#### EXTRACTED ENTRIES

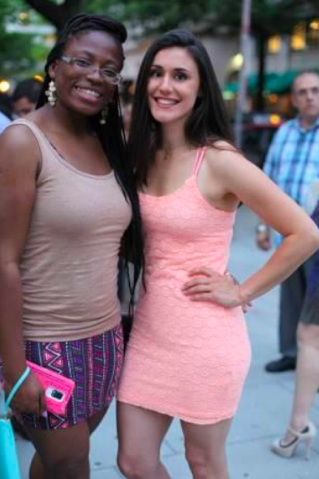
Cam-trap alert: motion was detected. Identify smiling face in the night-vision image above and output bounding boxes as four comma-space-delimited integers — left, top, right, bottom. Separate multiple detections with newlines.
147, 47, 200, 124
49, 31, 122, 116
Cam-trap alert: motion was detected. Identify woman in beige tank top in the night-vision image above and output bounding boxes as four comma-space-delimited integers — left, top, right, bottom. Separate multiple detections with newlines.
0, 15, 142, 479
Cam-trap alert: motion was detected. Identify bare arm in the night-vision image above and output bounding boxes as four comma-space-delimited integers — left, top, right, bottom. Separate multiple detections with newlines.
185, 151, 319, 307
0, 125, 46, 410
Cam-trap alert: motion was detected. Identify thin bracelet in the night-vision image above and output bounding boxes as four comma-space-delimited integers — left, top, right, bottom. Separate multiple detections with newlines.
5, 366, 31, 408
238, 285, 250, 306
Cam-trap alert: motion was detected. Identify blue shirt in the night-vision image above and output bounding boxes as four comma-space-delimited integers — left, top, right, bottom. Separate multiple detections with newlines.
264, 118, 319, 245
264, 119, 319, 206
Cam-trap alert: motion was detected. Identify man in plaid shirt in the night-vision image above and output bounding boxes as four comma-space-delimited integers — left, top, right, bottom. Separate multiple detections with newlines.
257, 71, 319, 372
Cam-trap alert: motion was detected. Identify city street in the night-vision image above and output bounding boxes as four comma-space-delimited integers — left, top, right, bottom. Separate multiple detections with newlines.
17, 207, 319, 479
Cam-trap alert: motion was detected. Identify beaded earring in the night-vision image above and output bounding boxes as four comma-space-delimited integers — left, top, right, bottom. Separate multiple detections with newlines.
45, 80, 57, 107
100, 105, 109, 125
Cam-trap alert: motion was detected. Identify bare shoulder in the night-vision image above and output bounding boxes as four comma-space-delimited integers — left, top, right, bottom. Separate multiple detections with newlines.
0, 124, 41, 171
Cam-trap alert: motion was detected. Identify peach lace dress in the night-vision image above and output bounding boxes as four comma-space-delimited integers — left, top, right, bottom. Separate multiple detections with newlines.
118, 148, 251, 424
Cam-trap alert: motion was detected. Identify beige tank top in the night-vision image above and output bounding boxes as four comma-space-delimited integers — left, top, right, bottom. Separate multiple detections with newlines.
10, 120, 131, 342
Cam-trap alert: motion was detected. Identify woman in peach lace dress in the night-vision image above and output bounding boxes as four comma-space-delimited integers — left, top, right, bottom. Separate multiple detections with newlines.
118, 30, 319, 479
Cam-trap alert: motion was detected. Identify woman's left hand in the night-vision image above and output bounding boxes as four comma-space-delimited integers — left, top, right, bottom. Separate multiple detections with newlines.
182, 267, 245, 308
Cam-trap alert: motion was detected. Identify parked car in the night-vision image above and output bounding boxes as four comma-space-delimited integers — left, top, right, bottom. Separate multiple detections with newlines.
242, 114, 284, 168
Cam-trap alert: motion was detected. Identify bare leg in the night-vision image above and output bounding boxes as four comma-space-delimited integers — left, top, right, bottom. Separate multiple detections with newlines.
281, 323, 319, 444
30, 409, 107, 479
181, 419, 232, 479
117, 402, 172, 479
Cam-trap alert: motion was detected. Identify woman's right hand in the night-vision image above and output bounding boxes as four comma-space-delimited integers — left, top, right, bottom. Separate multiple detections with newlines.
4, 373, 47, 417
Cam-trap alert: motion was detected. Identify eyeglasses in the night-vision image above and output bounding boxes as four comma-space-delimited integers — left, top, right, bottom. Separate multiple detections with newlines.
60, 55, 122, 85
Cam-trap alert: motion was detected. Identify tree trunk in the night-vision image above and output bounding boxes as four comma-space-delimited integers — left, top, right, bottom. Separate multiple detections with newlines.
24, 0, 86, 30
256, 33, 267, 112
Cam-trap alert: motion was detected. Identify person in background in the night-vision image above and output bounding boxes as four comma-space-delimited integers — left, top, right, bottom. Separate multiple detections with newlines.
11, 78, 42, 118
0, 15, 143, 479
117, 30, 319, 479
256, 71, 319, 373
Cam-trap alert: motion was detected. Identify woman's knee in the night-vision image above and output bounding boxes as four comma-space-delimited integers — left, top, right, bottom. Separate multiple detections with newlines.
117, 452, 159, 479
185, 449, 228, 479
297, 323, 319, 349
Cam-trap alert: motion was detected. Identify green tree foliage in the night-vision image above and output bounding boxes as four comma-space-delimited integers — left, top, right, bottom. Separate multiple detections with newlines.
24, 0, 86, 30
0, 0, 41, 77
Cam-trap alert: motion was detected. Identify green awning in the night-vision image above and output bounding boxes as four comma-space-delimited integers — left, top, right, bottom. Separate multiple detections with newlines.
223, 68, 319, 94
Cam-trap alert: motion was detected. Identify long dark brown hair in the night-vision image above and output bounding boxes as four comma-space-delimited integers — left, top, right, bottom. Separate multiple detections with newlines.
37, 14, 144, 312
129, 29, 232, 187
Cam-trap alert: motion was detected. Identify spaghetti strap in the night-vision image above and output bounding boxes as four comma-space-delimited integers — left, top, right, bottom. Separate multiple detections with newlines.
193, 146, 207, 176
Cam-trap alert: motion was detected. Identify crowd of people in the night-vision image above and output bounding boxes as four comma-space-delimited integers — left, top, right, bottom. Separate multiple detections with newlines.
0, 11, 319, 479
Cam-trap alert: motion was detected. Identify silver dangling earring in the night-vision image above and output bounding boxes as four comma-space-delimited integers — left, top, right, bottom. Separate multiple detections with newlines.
45, 80, 57, 107
100, 105, 109, 125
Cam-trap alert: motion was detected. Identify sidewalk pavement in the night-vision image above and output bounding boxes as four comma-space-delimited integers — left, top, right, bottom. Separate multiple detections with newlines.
17, 207, 319, 479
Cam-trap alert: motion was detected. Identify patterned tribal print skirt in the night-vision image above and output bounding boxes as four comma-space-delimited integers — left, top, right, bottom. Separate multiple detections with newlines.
19, 325, 123, 429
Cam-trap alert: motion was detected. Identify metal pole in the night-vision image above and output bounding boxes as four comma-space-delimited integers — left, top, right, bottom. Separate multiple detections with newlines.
235, 0, 251, 148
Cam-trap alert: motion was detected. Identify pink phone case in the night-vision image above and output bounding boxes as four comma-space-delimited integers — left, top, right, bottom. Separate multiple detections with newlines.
27, 361, 75, 416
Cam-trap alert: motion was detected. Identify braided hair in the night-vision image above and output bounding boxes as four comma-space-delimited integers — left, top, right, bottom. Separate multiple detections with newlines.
36, 14, 144, 313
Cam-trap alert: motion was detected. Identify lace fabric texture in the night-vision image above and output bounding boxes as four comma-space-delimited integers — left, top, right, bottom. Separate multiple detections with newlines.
118, 150, 250, 424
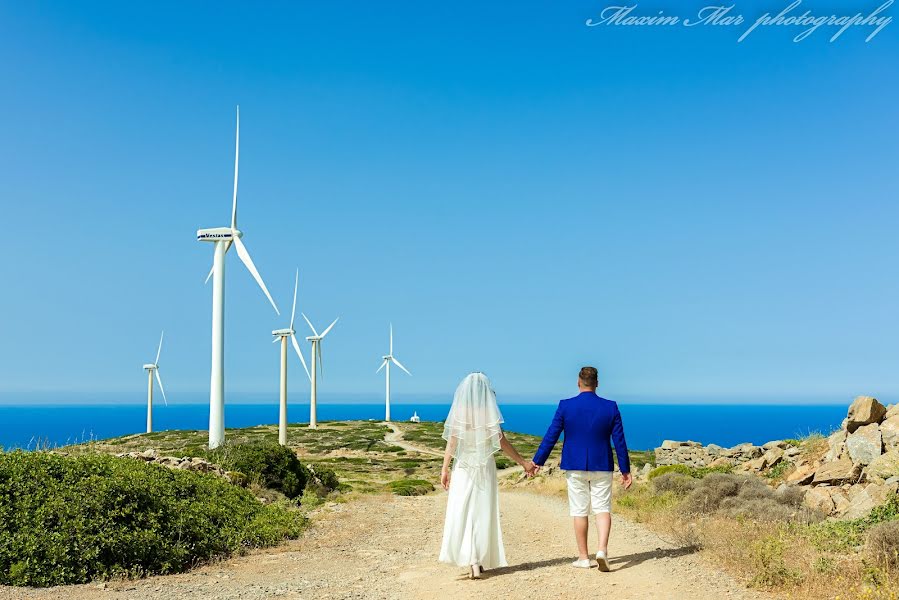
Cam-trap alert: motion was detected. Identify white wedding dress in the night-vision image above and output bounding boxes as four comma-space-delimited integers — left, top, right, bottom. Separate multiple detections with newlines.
440, 373, 507, 569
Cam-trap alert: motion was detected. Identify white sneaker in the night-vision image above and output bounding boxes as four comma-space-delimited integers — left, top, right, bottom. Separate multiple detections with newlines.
596, 552, 609, 573
571, 558, 593, 569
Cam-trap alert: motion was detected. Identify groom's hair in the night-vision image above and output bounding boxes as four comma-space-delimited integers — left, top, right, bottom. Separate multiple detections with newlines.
577, 367, 599, 389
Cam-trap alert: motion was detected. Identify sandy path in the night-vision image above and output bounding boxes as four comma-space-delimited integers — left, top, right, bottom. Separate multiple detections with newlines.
0, 490, 766, 600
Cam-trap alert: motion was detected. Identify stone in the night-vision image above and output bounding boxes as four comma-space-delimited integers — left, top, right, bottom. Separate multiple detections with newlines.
761, 446, 784, 469
865, 449, 899, 481
824, 429, 846, 462
880, 414, 899, 448
840, 483, 888, 519
802, 486, 835, 515
812, 458, 861, 485
846, 396, 887, 433
787, 465, 815, 485
846, 423, 883, 465
762, 440, 790, 451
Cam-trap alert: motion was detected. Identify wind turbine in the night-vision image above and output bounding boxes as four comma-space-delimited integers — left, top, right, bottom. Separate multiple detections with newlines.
197, 106, 281, 449
300, 313, 340, 429
375, 323, 412, 422
272, 269, 312, 446
144, 331, 169, 433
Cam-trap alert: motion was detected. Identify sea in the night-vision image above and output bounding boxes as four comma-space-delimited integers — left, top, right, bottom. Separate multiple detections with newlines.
0, 400, 847, 450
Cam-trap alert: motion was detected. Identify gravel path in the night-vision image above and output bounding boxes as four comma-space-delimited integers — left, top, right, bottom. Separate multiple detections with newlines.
0, 490, 767, 600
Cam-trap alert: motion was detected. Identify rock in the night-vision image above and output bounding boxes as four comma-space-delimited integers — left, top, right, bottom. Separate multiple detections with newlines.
787, 465, 815, 485
840, 483, 889, 519
880, 414, 899, 448
812, 458, 861, 485
824, 429, 846, 462
846, 396, 887, 433
802, 486, 835, 515
846, 423, 883, 465
865, 449, 899, 481
761, 446, 784, 469
762, 440, 790, 451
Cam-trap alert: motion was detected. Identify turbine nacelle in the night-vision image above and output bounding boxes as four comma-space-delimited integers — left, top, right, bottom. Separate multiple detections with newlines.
197, 227, 243, 242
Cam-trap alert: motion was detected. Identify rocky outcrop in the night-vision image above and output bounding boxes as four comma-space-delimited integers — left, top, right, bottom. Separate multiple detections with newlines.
656, 396, 899, 519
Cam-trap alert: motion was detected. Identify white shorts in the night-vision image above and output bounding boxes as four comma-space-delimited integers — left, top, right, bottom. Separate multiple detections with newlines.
565, 471, 612, 517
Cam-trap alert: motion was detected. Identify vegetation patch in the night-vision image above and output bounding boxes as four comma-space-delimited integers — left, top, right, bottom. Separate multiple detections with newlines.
388, 479, 434, 496
0, 451, 304, 586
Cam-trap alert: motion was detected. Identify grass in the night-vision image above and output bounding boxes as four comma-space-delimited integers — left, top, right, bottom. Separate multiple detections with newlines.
614, 464, 899, 600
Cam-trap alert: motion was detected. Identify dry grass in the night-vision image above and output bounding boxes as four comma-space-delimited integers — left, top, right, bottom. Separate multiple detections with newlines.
615, 474, 899, 600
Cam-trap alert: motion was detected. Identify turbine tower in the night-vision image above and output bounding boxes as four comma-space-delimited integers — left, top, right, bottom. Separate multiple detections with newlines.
272, 269, 312, 446
197, 106, 281, 449
144, 331, 169, 433
301, 313, 340, 429
375, 323, 412, 423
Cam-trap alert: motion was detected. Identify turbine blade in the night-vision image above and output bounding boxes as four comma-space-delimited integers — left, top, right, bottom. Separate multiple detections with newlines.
290, 335, 312, 381
232, 235, 281, 315
153, 331, 165, 365
231, 105, 240, 229
391, 358, 412, 375
290, 269, 300, 331
322, 317, 340, 339
300, 313, 318, 337
203, 240, 231, 285
153, 368, 169, 406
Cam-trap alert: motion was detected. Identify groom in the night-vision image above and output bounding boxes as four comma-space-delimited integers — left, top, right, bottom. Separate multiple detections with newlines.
534, 367, 633, 571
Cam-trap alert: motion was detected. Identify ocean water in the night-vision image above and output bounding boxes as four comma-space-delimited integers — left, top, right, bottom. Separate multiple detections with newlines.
0, 403, 846, 449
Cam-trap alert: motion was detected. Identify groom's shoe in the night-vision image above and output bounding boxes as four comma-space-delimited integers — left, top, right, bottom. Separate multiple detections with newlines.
571, 558, 593, 569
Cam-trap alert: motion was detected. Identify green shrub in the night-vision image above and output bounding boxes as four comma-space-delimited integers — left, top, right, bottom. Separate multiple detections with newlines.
868, 521, 899, 568
387, 479, 434, 496
206, 442, 309, 498
649, 465, 693, 481
0, 451, 303, 586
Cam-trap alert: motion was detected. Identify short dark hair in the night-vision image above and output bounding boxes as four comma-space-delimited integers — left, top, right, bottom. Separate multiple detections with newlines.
577, 367, 599, 389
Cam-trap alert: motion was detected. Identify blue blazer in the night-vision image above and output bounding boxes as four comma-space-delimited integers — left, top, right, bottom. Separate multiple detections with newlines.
534, 392, 631, 473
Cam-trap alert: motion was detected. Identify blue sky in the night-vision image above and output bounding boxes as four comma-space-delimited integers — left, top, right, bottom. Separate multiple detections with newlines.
0, 0, 899, 402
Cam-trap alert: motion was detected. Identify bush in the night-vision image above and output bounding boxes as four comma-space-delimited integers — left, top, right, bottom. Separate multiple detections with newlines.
652, 473, 696, 496
683, 473, 820, 523
206, 442, 309, 498
0, 451, 303, 586
648, 465, 693, 481
387, 479, 434, 496
867, 521, 899, 568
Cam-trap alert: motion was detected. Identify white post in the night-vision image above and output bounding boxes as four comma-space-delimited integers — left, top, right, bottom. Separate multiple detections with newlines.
309, 340, 319, 429
147, 369, 153, 433
209, 240, 227, 449
384, 360, 390, 423
278, 335, 287, 446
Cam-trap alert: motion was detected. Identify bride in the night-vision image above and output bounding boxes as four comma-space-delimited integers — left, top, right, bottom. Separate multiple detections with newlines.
440, 373, 534, 579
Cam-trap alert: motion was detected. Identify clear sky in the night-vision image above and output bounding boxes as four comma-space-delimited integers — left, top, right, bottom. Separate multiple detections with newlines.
0, 0, 899, 402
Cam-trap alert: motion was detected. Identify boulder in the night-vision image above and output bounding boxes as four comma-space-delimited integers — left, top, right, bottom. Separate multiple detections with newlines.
865, 449, 899, 481
824, 429, 846, 462
846, 396, 887, 433
846, 423, 883, 465
786, 465, 815, 485
839, 483, 890, 519
802, 486, 836, 515
880, 413, 899, 448
812, 458, 861, 485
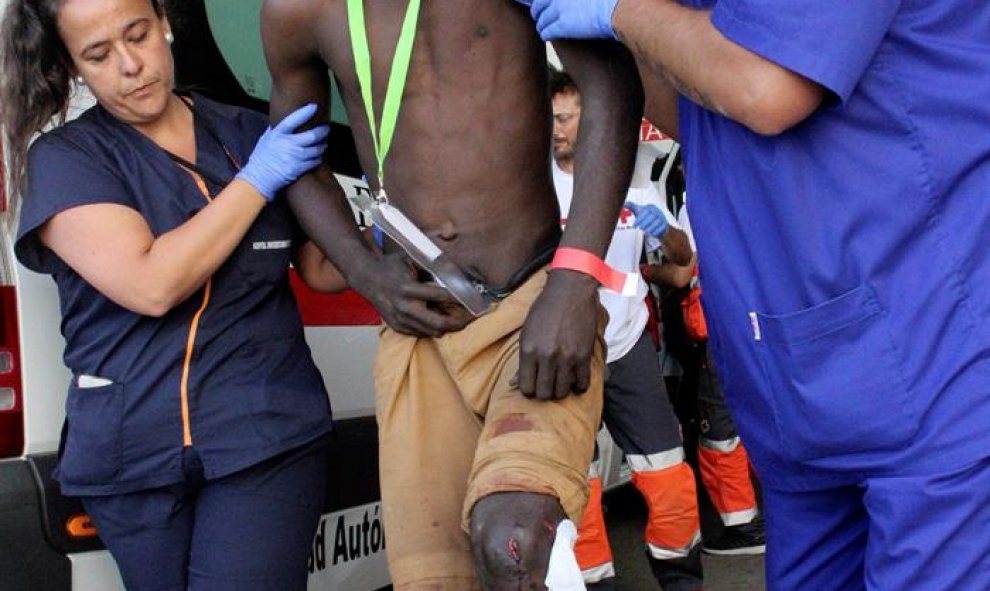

########

WHAT YOU NEED TO DO:
Retype everything in the listing from the line containing "Cam-trap alert: motion was detected. Identify turbine blade" down to the line containing "534, 367, 633, 571", including both of those lines.

SOLUTION:
Cam-trap alert: motion was detected. Identify turbine blade in the night-vision image above and output bounding boxes as four comma-space-delimited integers — left, top, right, bottom. Separate multiple detections with newlines.
290, 335, 312, 381
232, 235, 281, 315
153, 331, 165, 365
231, 105, 240, 229
391, 358, 412, 375
290, 269, 300, 331
322, 317, 340, 339
300, 313, 318, 337
203, 240, 231, 285
153, 368, 169, 406
Cam-trap alert: motion was detected. Identify groom in the night-vision image above and output bounding boxes as four comma-space-delimited integers — left, top, right, bottom. Separate multiple detections with newlines.
534, 367, 633, 571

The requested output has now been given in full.